## TASK PROMPT
Each line below should be restated word for word.

Stored items:
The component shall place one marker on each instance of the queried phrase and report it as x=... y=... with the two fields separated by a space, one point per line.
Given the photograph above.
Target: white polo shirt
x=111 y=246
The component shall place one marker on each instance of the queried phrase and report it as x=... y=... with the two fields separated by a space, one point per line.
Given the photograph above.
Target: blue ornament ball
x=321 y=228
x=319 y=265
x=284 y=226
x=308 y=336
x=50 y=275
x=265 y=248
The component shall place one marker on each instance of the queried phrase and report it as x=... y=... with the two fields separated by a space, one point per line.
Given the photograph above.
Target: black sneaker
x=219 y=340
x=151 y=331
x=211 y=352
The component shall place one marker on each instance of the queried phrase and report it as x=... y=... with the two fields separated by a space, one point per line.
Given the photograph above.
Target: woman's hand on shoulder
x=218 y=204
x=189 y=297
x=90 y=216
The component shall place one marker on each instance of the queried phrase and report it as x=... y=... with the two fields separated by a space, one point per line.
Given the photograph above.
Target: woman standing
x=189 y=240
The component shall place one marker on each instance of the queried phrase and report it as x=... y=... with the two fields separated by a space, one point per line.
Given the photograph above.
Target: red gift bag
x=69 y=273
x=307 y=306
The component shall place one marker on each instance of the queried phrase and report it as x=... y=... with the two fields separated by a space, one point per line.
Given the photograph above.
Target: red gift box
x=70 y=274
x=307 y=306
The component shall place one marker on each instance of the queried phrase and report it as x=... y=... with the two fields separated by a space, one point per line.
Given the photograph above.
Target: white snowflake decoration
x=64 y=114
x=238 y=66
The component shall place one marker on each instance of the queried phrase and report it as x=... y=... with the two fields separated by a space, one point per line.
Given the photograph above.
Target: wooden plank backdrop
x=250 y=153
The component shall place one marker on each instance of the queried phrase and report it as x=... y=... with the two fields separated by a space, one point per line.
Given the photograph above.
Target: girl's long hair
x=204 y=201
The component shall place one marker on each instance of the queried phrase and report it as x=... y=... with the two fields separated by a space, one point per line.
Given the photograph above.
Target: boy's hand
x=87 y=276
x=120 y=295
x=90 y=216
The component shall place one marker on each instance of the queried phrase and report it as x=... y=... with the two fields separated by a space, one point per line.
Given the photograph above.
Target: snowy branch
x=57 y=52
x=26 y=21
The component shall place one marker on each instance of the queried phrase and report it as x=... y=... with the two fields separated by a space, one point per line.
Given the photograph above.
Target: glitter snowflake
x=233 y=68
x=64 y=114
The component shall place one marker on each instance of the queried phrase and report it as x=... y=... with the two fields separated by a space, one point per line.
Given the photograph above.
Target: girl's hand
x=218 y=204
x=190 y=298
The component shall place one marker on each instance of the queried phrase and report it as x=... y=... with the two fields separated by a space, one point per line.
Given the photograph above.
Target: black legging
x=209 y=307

## REPLY
The component shall place one marker on each instance of the queried phrase and report it as x=... y=... with the two fields separated by a space, one point per line.
Given the photograph above.
Target: white polo shirt
x=111 y=246
The component shall place one marker on each instance of the queried phrase and report it as x=... y=... with the two fields separated by a space, one point per line.
Given the photograph above.
Target: blue ornament ball
x=321 y=228
x=319 y=265
x=284 y=226
x=308 y=336
x=50 y=275
x=265 y=248
The component shall place one marker on each instance of the queried phrase and report it as x=... y=... with the two fields separated by a space, one point per line.
Given the photograph above.
Target: black sneaker
x=219 y=340
x=151 y=331
x=211 y=352
The component shall place one marker on each instance of the queried phrase and report it as x=... y=... with the two fields separated by a space, one point per line.
Given the photograph above.
Target: woman's hand on shoulder
x=218 y=204
x=189 y=297
x=90 y=216
The component shall place one marker on each instance of the queried phrase and report it as x=... y=... with the two fields separated by a space, one point per line.
Given the photograph above.
Target: woman standing
x=189 y=240
The component shall place one marker on each instance of the queried phrase and report it as x=... y=... with the two fields separated by a space, one point per line.
Given the photograph above.
Target: red gift bag
x=69 y=273
x=307 y=306
The component shall place one marker on each instance of the queried phrase and report it as x=... y=... with the two fields separated by a space, one point per line.
Given the photograph above.
Target: red gift box
x=70 y=274
x=307 y=306
The component shall place one marker on each instance of the queried phrase and report it as x=... y=... with the two fields separated by a space, one point per line.
Given the photograph above.
Target: white snowflake decoration
x=64 y=114
x=238 y=66
The component shall place one marker on each instance of the queried phrase and report it as x=... y=... with the two fields separated by a space, one point per line.
Given the photograph above.
Target: wooden plank backdrop
x=250 y=153
The component shall place one marker on each instance of the queried phrase and report it as x=... y=... with the two fields separated by a space, one point per line.
Given the photograph above.
Target: girl's long hair
x=204 y=201
The component shall place one marker on each instance of the queried phrase and report it as x=... y=... with the two fields separated by a space, one point per line.
Given the photograph above.
Target: boy's hand
x=87 y=276
x=120 y=295
x=90 y=216
The component shall place one marker on each instance of the queried phrase and report it as x=... y=... with the two fields separated by a space, one point per line.
Given the photograph above.
Target: snowy branch
x=57 y=52
x=26 y=21
The component shall place one marker on each instance of the queried phrase and report it as x=... y=... with the two fields separated by a space, one point per line.
Given the photograph above.
Target: glitter snowflake
x=233 y=68
x=64 y=114
The component shall place one marker on each instance of the queried phrase and report it as x=... y=... with the two fields separated by a space, one point per line.
Given the photograph above.
Target: girl's hand
x=218 y=204
x=190 y=298
The component shall place one marker on each instance of the queried phrase and report it as x=... y=... with the two fields separated by a space, one point per line.
Given the photograph above.
Target: black legging
x=209 y=307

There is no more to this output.